** WRITTEN REQUEST **
Rewrite the records from the line with "of the dark" to the line with "[[810, 346]]", both included, with 87 added to each coordinate in the answers and every other line left as it is.

** INPUT RECORDS **
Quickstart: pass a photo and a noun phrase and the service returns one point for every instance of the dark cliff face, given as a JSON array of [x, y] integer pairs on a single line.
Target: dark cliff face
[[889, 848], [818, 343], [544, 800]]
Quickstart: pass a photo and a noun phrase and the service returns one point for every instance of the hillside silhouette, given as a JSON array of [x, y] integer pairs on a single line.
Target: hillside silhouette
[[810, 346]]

---

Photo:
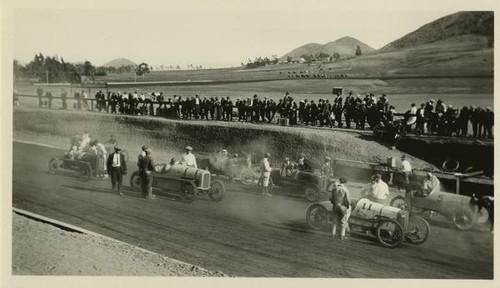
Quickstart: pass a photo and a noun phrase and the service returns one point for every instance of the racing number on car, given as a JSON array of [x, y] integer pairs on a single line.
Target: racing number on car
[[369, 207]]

---

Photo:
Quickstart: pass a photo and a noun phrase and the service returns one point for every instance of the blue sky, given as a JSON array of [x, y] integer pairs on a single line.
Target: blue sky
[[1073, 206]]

** EXERCISE RESULT **
Quickstart: pass a photo and a noun phrase and the service returns one point for every instance of the dark cliff face, given as a JSON array of [x, y] integer pairs on a single line.
Target: dark cliff face
[[976, 935], [905, 430], [631, 887]]
Quickstart: pass a photo and a noun phrase and the service returns one point for every instance of the hillside silhouette, given as a JSON array of [x, y] integer pairs on a single line.
Target: hillside silhouette
[[897, 433]]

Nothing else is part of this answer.